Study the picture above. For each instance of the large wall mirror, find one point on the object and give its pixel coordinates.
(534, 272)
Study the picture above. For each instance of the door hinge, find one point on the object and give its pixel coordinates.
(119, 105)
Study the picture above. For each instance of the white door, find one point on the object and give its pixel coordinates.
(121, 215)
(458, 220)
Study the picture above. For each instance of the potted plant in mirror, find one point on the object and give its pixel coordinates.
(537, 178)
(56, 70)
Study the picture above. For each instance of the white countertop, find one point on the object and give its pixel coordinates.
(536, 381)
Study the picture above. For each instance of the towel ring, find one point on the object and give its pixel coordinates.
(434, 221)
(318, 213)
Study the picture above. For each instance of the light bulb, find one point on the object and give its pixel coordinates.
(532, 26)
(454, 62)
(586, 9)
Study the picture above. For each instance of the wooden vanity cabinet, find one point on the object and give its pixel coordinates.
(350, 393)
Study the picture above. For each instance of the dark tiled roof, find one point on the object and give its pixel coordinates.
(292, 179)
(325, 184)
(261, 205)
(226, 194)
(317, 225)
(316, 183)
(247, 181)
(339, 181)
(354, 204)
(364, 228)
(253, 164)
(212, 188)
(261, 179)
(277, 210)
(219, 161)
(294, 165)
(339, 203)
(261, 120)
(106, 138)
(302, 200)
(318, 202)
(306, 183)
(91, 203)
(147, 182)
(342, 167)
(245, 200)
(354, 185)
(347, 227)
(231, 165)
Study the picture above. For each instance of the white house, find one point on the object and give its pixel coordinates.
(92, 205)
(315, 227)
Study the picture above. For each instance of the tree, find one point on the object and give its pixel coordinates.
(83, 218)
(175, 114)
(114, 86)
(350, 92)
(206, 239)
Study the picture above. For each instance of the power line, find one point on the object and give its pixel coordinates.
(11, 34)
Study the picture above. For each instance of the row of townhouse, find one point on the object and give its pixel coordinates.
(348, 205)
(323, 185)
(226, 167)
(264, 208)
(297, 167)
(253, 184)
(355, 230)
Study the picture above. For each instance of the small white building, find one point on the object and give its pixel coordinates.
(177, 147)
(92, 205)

_ _ _ _

Restate every entry exactly. Leave nothing out.

Study the picture above. For each instance of the large wall mirror, find one point on the object and give its pixel coordinates.
(534, 272)
Study the picture above. For each instance of the door hinge, find one point on the object and give its pixel coordinates.
(119, 105)
Study the picture above. For each instance of the white door, find one point on the object and give its pixel coordinates.
(121, 215)
(458, 220)
Study the picture above. For each instance of the potted plant in mirror, find one point on the object and give its pixel coordinates.
(537, 178)
(56, 70)
Study the picture above. For each instance of the white countertop, find one point on the object and give its pixel coordinates.
(536, 381)
Study the picture above. For each instance of the towel ring, find one point on the object and give its pixel coordinates.
(434, 221)
(318, 213)
Study the picture above. For each instance of the light bulb, find one point on the object and give its pixel coordinates.
(532, 26)
(454, 62)
(586, 9)
Study the picture above. For each instance of the wooden vanity cabinet, find one point on the object and give its pixel coordinates.
(350, 393)
Study the picture above. For each instance of the dark tiled roof, find one point on the object and give its pixel coordinates.
(292, 179)
(325, 184)
(261, 205)
(226, 194)
(317, 225)
(316, 183)
(247, 181)
(339, 181)
(354, 204)
(364, 228)
(253, 164)
(212, 188)
(261, 179)
(277, 210)
(219, 161)
(294, 165)
(339, 203)
(261, 120)
(106, 138)
(302, 200)
(318, 202)
(306, 183)
(91, 203)
(147, 182)
(342, 167)
(245, 200)
(354, 185)
(347, 227)
(231, 165)
Study the picture above. For each instance of the white house, find one point on the object and give its pixel coordinates.
(92, 205)
(315, 227)
Study the picture above. For each instance of the tree, find one point on the object and give its pixel coordinates.
(83, 218)
(175, 114)
(114, 86)
(350, 92)
(206, 239)
Study the picture above. For each instance of the power line, find one point on the object and give its pixel coordinates.
(11, 34)
Study the picture above. For each instance of the row of townhouse, find one point on the object and give its pixel coordinates.
(348, 205)
(323, 185)
(226, 167)
(264, 208)
(297, 167)
(253, 184)
(355, 230)
Study the picture above. For each instance of the small white building, find one point on the object and give its pixel coordinates.
(177, 147)
(92, 205)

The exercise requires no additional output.